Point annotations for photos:
◆ ◆ ◆ ◆

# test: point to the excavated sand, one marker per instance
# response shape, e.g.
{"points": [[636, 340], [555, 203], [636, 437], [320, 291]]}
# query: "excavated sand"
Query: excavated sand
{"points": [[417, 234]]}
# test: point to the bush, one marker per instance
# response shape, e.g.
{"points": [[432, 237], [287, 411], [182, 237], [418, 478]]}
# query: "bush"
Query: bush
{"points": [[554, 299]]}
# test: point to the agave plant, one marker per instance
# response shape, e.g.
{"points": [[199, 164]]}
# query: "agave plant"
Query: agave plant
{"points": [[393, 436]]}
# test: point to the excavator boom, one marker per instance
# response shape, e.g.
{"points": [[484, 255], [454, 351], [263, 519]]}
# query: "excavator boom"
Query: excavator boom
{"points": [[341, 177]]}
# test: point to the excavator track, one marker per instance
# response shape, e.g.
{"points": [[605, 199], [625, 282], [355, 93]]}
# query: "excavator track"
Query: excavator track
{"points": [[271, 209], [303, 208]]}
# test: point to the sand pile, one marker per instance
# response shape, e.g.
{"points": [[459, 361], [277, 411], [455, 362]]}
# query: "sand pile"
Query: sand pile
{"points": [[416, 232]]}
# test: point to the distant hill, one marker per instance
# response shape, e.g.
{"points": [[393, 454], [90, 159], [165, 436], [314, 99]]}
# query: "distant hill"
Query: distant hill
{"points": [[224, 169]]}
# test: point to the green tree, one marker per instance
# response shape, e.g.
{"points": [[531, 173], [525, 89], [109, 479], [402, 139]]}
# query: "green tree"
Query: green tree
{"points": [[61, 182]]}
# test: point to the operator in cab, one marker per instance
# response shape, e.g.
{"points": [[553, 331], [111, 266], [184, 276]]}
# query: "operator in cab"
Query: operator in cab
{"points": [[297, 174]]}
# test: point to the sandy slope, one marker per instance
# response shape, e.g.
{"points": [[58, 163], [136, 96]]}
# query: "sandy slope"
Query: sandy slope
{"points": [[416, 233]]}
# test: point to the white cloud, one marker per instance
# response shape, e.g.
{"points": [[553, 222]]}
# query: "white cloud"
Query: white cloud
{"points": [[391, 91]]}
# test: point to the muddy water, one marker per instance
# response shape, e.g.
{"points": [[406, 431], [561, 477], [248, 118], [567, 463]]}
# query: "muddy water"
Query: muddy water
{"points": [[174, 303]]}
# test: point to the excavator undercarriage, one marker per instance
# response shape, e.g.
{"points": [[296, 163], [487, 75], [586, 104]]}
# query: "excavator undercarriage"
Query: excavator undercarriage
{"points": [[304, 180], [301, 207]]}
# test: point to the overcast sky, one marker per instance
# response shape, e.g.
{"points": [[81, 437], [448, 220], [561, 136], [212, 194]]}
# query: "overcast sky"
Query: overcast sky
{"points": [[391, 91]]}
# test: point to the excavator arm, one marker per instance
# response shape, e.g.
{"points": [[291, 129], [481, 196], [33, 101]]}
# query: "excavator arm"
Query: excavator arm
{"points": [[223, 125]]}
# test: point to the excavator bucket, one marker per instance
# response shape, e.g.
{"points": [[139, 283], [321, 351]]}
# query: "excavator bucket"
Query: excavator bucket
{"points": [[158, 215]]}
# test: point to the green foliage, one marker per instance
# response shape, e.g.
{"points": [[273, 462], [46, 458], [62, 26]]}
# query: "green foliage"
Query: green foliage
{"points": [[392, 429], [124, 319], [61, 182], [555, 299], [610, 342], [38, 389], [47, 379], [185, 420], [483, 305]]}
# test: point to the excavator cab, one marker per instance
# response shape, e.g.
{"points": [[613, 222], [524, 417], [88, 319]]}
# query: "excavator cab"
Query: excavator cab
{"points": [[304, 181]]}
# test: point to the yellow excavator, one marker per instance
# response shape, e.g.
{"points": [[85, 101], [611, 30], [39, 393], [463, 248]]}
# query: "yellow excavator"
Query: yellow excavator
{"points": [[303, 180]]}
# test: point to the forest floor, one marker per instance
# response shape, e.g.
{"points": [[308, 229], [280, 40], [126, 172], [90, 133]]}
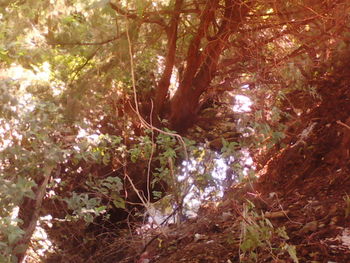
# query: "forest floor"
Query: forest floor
{"points": [[298, 210]]}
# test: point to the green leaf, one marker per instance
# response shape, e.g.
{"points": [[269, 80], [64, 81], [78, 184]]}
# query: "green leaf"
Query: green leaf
{"points": [[292, 252]]}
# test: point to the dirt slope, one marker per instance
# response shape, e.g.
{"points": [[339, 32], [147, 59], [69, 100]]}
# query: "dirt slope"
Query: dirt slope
{"points": [[303, 188]]}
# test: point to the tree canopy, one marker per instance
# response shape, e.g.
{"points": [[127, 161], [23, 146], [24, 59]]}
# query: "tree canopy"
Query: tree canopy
{"points": [[108, 108]]}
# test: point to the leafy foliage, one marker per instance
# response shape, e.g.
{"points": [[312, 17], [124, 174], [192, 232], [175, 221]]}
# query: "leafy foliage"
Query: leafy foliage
{"points": [[94, 95]]}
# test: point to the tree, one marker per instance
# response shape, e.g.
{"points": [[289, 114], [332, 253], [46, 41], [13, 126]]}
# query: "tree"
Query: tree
{"points": [[136, 74]]}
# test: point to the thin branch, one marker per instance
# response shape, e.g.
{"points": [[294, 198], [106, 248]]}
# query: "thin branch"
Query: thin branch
{"points": [[88, 43]]}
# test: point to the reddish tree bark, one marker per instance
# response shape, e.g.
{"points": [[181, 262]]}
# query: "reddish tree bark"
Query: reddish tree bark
{"points": [[201, 65]]}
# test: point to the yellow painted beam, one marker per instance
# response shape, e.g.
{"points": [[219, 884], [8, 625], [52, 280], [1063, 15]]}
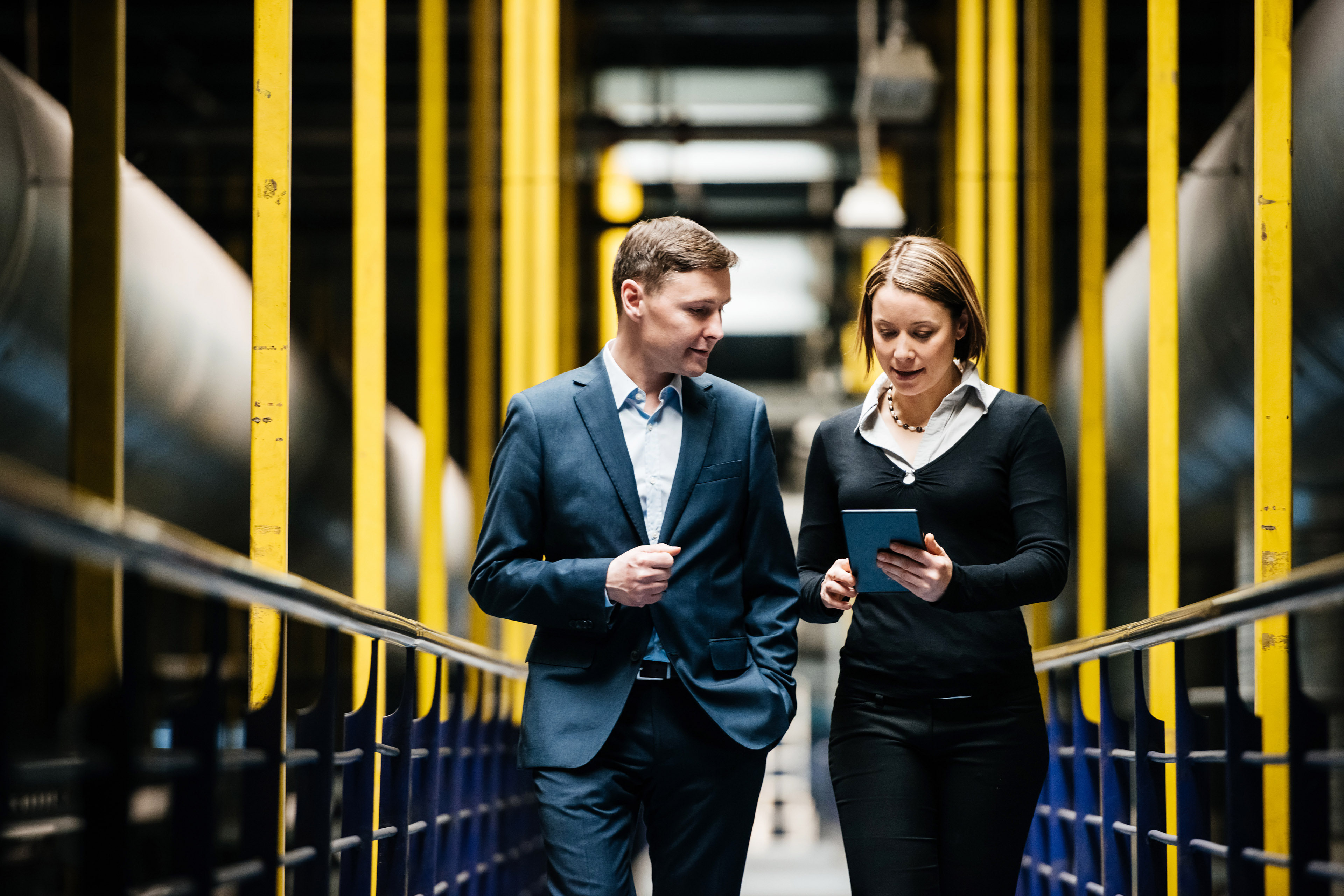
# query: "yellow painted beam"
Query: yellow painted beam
{"points": [[1002, 288], [1164, 369], [370, 320], [97, 336], [971, 139], [607, 312], [432, 386], [1273, 266], [483, 354], [530, 217], [269, 481], [370, 351], [1092, 279], [1038, 198]]}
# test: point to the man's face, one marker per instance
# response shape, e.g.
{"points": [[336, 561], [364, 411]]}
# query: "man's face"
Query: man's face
{"points": [[680, 324]]}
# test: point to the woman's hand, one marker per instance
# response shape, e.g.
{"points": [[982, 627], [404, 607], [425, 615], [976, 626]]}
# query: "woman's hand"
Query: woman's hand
{"points": [[838, 586], [926, 573]]}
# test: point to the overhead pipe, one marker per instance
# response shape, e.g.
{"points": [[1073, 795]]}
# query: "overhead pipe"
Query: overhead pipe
{"points": [[189, 336]]}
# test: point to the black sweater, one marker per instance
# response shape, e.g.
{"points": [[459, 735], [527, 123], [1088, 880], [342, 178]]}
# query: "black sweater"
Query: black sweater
{"points": [[996, 502]]}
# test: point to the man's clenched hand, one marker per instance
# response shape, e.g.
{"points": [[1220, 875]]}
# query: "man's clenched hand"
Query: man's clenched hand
{"points": [[639, 577]]}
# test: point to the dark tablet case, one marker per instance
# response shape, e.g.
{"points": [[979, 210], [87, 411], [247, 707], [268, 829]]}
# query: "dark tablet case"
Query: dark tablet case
{"points": [[866, 532]]}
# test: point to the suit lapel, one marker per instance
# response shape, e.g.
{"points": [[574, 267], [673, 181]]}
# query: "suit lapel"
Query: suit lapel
{"points": [[697, 425], [598, 412]]}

◆ ◆ ◆ ◆

- _Written request_
Without including any picture, repeat the data exactly.

- _Result of this task_
# test: point to the excavated sand, one marker per instance
# response shape, e.g.
{"points": [[636, 340], [555, 203], [636, 437], [320, 291]]}
# query: "excavated sand"
Query: excavated sand
{"points": [[417, 234]]}
# test: point to the bush, one marker per instance
# response shape, e.g.
{"points": [[432, 237], [287, 411], [182, 237], [418, 478]]}
# query: "bush"
Query: bush
{"points": [[554, 299]]}
# test: point to the agave plant, one marker per instance
# response shape, e.g.
{"points": [[199, 164]]}
# query: "agave plant"
Query: agave plant
{"points": [[393, 436]]}
# test: point to the excavator boom, one marker per instance
# response shape, e.g.
{"points": [[484, 255], [454, 351], [263, 519]]}
# query: "excavator boom"
Query: excavator boom
{"points": [[341, 177]]}
# test: point to the excavator track, one marker per instance
# response shape, e.g.
{"points": [[605, 199], [625, 282], [355, 93]]}
# query: "excavator track"
Query: excavator track
{"points": [[271, 209], [303, 208]]}
# test: point to the sand pile, one marker per instance
# response shape, e.g.
{"points": [[459, 361], [277, 411], [455, 362]]}
# query: "sand pile"
Query: sand pile
{"points": [[416, 232]]}
# test: point to the distant hill, one marker per instance
# response shape, e.g.
{"points": [[393, 454], [90, 159], [165, 436], [314, 99]]}
# query: "distant hill"
Query: distant hill
{"points": [[224, 169]]}
# test: point to the green tree, one marker per instance
# response shape, e.g.
{"points": [[531, 173], [525, 89], [109, 479], [402, 139]]}
# query: "green tree"
Query: green tree
{"points": [[61, 182]]}
# test: point to the operator in cab, one marker per instance
# response shape, e.g.
{"points": [[553, 331], [111, 266], [184, 276]]}
# query: "operator in cab"
Query: operator in cab
{"points": [[297, 174]]}
# test: point to the sandy slope, one marker per instance
# response shape, e.g.
{"points": [[58, 163], [136, 96]]}
# query: "sandy slope"
Query: sandy slope
{"points": [[416, 233]]}
# test: point to the white cloud, one marker per instance
# response shape, e.g.
{"points": [[553, 222]]}
# query: "white cloud"
Query: white cloud
{"points": [[391, 91]]}
# test: point to the muddy water, one marker per instance
# response shape, e.g.
{"points": [[406, 431], [561, 477], [248, 118], [567, 463]]}
# query: "muddy water"
Query: muddy water
{"points": [[174, 303]]}
# test: point to the excavator undercarriage, one marker per instance
# response shape, e.g.
{"points": [[296, 163], [487, 75], [586, 104]]}
# query: "excavator undercarriage"
Query: excavator undercarriage
{"points": [[304, 180], [301, 207]]}
# test: point to the overcast sky, one marker per instance
# response shape, e.g.
{"points": [[81, 437], [448, 220], [561, 136], [212, 194]]}
# query: "overcast sky"
Query: overcast sky
{"points": [[391, 91]]}
# test: point to the excavator arm, one marker per instance
# response shape, e.g.
{"points": [[291, 129], [481, 196], [33, 101]]}
# query: "excavator arm"
Query: excavator arm
{"points": [[223, 125]]}
# test: point to the excavator bucket, one marker per instance
# response shape, e.g.
{"points": [[139, 283], [321, 351]]}
# query: "excavator bucket"
Query: excavator bucket
{"points": [[158, 215]]}
# test: point to the green foliage, one marker per instance
# response shape, e.g.
{"points": [[273, 462], [46, 458], [62, 26]]}
# query: "green foliage"
Query: green foliage
{"points": [[392, 429], [124, 319], [61, 182], [555, 299], [610, 342], [38, 389], [47, 379], [185, 420], [483, 305]]}
# test: point to the excavator cab, one marker per instance
# response shape, e.g.
{"points": [[613, 222], [524, 417], [88, 319]]}
# query: "excavator cab"
Query: excavator cab
{"points": [[304, 181]]}
# test: point to the yellow excavator, one marker per instance
# response shape, e.g.
{"points": [[85, 101], [611, 30], [39, 393], [463, 248]]}
# query: "yellow excavator"
Query: yellow excavator
{"points": [[303, 180]]}
# test: point to the forest floor, one marker per instance
# response shape, e.g.
{"points": [[308, 229], [280, 40], [126, 172], [90, 133]]}
# query: "forest floor"
Query: forest floor
{"points": [[298, 210]]}
# test: point to the green leaf, one marker per instance
# response shape, e.g.
{"points": [[269, 80], [64, 81], [78, 184]]}
# query: "green leaf"
Query: green leaf
{"points": [[292, 252]]}
# test: point to the dirt slope, one marker per instance
# response shape, e.g.
{"points": [[339, 32], [147, 59], [69, 100]]}
# query: "dirt slope"
Query: dirt slope
{"points": [[303, 188]]}
# test: point to the tree canopy, one marker per instance
# response shape, e.g.
{"points": [[127, 161], [23, 146], [24, 59]]}
# query: "tree canopy"
Query: tree canopy
{"points": [[108, 108]]}
# test: point to the leafy foliage, one marker per instance
# response shape, e.g.
{"points": [[312, 17], [124, 174], [192, 232], [175, 221]]}
# query: "leafy foliage"
Query: leafy foliage
{"points": [[94, 95]]}
# test: point to the tree, one marker per instance
# response shape, e.g.
{"points": [[289, 114], [332, 253], [46, 41], [13, 126]]}
# query: "tree"
Query: tree
{"points": [[136, 74]]}
# test: point to the thin branch, one marker per instance
# response shape, e.g.
{"points": [[294, 198], [106, 248]]}
# query: "thin branch"
Query: thin branch
{"points": [[88, 43]]}
# test: point to the reddish tree bark, one marker per instance
# response shape, e.g.
{"points": [[181, 262]]}
# query: "reddish tree bark"
Query: reddish tree bark
{"points": [[201, 65]]}
# test: point to the yellow painted beam, one marker per instance
# response shape, e.g.
{"points": [[219, 884], [8, 625], [52, 280], [1063, 15]]}
# query: "yellow painted beam"
Query: yellow painted beam
{"points": [[1002, 288], [1164, 369], [370, 320], [97, 336], [971, 139], [607, 312], [432, 386], [1273, 266], [483, 354], [530, 217], [269, 481], [370, 351], [1092, 279], [1038, 198]]}
# test: point to the man's face, one marker per instance
# response shape, e.g.
{"points": [[336, 561], [364, 411]]}
# query: "man's face"
Query: man's face
{"points": [[680, 324]]}
# test: point to the woman's hand, one marker per instance
# response shape, e.g.
{"points": [[982, 627], [404, 607], [425, 615], [976, 626]]}
# query: "woman's hand"
Query: woman's hand
{"points": [[838, 586], [926, 573]]}
# test: point to the overhead pipe, one marker per instance
# response shape, e.g.
{"points": [[1073, 795]]}
# query: "overhead pipe"
Query: overhead pipe
{"points": [[189, 336]]}
# test: point to the black sweater, one marker per instance
# response shape, e.g.
{"points": [[459, 735], [527, 123], [1088, 880], [342, 178]]}
# query: "black sweater"
Query: black sweater
{"points": [[996, 502]]}
# test: point to the man's clenched hand, one marker per instance
# response shape, e.g.
{"points": [[1220, 875]]}
# query: "man's clenched hand"
Query: man's clenched hand
{"points": [[639, 577]]}
# test: point to the dark tablet case, one marker per instance
# response shape, e.g.
{"points": [[979, 210], [87, 411], [247, 707], [268, 829]]}
# query: "dark tablet case"
Query: dark tablet case
{"points": [[866, 532]]}
# test: point to the suit lapel, one marker per instance
# response shape, e.g.
{"points": [[574, 267], [673, 181]]}
# query: "suit lapel"
Query: suit lapel
{"points": [[697, 425], [598, 412]]}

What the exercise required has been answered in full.